━━━ PAGE EXTRACT ━━━
Your body is designed to operate in complete darkness at night. If your body is not enveloped by complete darkness at night, it could be impacting your sleep. What do I mean by that?
The Why: As a species we did not always have the power to control the night. Since the invention of electricity and the lightbulb, we have been able to blur the lines of day and night. This is having a major effect on our health if abused, which for most of us is. Your body is regulated by a circadian rhythm clock. This clock influences mood, hormone secretion, sleep-wake behavior, and gene expression. Your circadian clock is controlled mainly by light and darkness. There are other influences like eating, exercise, and stress that can also have an impact, but light/dark are the main players. We as a species are now living in a reversed light cycle world. We spend most of the day inside where the lux (a measure of brightness) is low compared to outside and then at night we are lighting up the inside of our houses counter to the darkness outside.
The body is equipped with light sensors in your eyes and in your skin. A natural cycle that used to occur before electricity lit up the night was as the sun set, the body would sense the dimming light and start releasing melatonin to start making you sleepy. You would cash out shortly after sundown, sleep great through the night, and as the sun started to rise, the rays would hit your skin and filter through your eyelids. Your body then would stop the production of melatonin and start producing cortisol. The cortisol would wake you up ready to go with a ball of energy to attack the day. Along with waking up your digestive system, energy cycles, and other cellular processes would all be lined up on the right time so that they work in harmony.
Fast forward to present day. Light pollution is not talked about, but it is having an impact on our health and even animals in nature. As the sun sets you flick on your indoor lights. Your eyes and skin pick it up as prolonged daytime. The release of melatonin is delayed later and later until you are just exhausted and fall asleep. For many, they are falling asleep because they are exhausted as opposed to following a natural sleep-wake cycle. The bedroom should be completely dark. If you can see your hand in front of your face it is too light. This light can penetrate your eyelids which you guessed it will trigger or interfere with the quality of your sleep and your circadian rhythm.
I have an Oura ring that is a sleep tracker. I noticed an interesting trend when we had our room painted a few months ago. We removed our drapes to paint the room and decided not to put them up, opting to install blackout blinds. We were a little slow at getting the blinds. On my Oura ring I was able to see my REM sleep decreasing each week due to the morning light coming in. The interesting point to make is that I sleep with a sleep mask so my eyes were not exposed to the light. Light receptors on my skin were being activated and my sleep was being disturbed.
Stray light can come from hallway lights, standby lights on TVs, phones, laptops, and outside lights. Those standby lights are like little LED laser beams and they are wrecking your sleep. Have you ever gotten up to go to the bathroom and flicked on the light and then couldn’t fall back to sleep? I will give you a second to connect the dots. That short flash of light hitting your eyes and skin just told your body it is time to wake up and so a release of cortisol flooded your system.
You are probably thinking to yourself, I fall asleep just fine with the lights on and right you are, but what is the quality of your sleep? Are you falling asleep because you are running on completely empty? Hey, if you are truly exhausted you probably can fall asleep on the airport floor if needed. The goal of the Build Better Sleep Blueprint is to move away from just getting by, to optimizing and maximizing the things that will improve and increase your sleep and health.
━━━ SOURCE INFORMATION ━━━
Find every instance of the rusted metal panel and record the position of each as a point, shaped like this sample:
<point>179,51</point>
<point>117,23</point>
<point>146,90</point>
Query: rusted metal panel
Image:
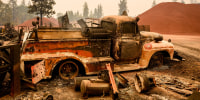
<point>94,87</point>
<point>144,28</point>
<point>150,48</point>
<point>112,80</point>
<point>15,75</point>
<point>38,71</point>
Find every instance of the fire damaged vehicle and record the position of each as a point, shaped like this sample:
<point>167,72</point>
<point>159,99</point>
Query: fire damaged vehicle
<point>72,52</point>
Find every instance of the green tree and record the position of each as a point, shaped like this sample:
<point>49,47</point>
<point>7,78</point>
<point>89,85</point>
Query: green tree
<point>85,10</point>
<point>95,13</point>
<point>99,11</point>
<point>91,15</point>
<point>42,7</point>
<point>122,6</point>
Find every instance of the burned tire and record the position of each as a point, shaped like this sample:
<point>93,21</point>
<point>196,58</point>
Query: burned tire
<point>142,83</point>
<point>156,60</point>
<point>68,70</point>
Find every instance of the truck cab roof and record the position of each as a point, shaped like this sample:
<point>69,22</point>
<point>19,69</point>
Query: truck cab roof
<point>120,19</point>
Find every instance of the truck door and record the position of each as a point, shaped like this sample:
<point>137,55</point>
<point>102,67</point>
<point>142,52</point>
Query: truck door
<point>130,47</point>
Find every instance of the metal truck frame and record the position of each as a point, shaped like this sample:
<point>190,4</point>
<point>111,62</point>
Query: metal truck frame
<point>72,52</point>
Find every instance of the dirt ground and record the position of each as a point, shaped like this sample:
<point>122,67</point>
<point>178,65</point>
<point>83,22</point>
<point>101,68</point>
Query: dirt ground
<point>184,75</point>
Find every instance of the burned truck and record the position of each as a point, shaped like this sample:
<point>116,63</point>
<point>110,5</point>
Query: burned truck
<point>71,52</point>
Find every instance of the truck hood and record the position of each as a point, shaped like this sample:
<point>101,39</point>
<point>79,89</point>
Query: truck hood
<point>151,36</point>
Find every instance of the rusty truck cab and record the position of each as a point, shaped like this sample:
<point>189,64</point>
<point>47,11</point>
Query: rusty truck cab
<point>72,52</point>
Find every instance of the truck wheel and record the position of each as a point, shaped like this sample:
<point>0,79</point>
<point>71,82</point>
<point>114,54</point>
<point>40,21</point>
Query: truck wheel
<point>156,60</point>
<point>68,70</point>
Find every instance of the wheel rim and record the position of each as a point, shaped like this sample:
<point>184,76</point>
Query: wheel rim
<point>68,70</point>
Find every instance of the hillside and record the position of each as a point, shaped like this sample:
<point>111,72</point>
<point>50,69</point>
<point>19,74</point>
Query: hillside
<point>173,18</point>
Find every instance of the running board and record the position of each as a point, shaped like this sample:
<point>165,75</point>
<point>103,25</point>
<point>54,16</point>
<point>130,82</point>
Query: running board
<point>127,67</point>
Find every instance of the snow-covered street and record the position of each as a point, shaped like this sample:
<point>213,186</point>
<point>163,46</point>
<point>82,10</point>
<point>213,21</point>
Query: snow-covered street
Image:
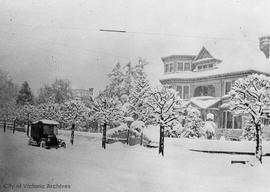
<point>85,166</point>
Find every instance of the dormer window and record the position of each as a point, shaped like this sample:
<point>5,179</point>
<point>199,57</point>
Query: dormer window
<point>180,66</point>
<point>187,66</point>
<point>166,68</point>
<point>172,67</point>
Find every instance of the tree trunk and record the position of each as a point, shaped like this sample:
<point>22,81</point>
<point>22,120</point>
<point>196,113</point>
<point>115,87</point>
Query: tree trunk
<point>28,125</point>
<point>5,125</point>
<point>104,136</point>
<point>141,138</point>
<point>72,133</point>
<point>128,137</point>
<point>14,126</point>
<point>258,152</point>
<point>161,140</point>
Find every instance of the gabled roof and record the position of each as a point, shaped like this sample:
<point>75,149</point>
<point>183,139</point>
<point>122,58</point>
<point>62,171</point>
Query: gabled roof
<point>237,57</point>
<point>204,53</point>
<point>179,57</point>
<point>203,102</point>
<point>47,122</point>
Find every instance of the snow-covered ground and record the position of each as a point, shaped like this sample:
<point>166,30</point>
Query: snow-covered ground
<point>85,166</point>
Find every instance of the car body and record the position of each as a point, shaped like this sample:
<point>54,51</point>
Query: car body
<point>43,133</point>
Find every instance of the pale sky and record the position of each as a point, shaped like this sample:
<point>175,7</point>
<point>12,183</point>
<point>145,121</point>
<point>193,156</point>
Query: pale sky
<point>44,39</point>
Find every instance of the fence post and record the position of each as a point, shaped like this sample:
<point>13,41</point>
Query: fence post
━━━
### ACTIVITY LIST
A - According to the sleep article, why did the writer's REM sleep decline even though a sleep mask shielded the eyes? Answer in one to three sentences.
B - Reproduce the passage of the sleep article from "The Why: As" to "the darkness outside.", word for word.
Base every answer solely on the sleep article.

### EXPECTED RESULTS
A - The drapes had been removed, and the blackout blinds were not yet installed, so morning light came into the room. The mask kept the light from the eyes, but it activated the light receptors in the skin, which disturbed sleep and lowered REM sleep each week.

B -
The Why: As a species we did not always have the power to control the night. Since the invention of electricity and the lightbulb, we have been able to blur the lines of day and night. This is having a major effect on our health if abused, which for most of us is. Your body is regulated by a circadian rhythm clock. This clock influences mood, hormone secretion, sleep-wake behavior, and gene expression. Your circadian clock is controlled mainly by light and darkness. There are other influences like eating, exercise, and stress that can also have an impact, but light/dark are the main players. We as a species are now living in a reversed light cycle world. We spend most of the day inside where the lux (a measure of brightness) is low compared to outside and then at night we are lighting up the inside of our houses counter to the darkness outside.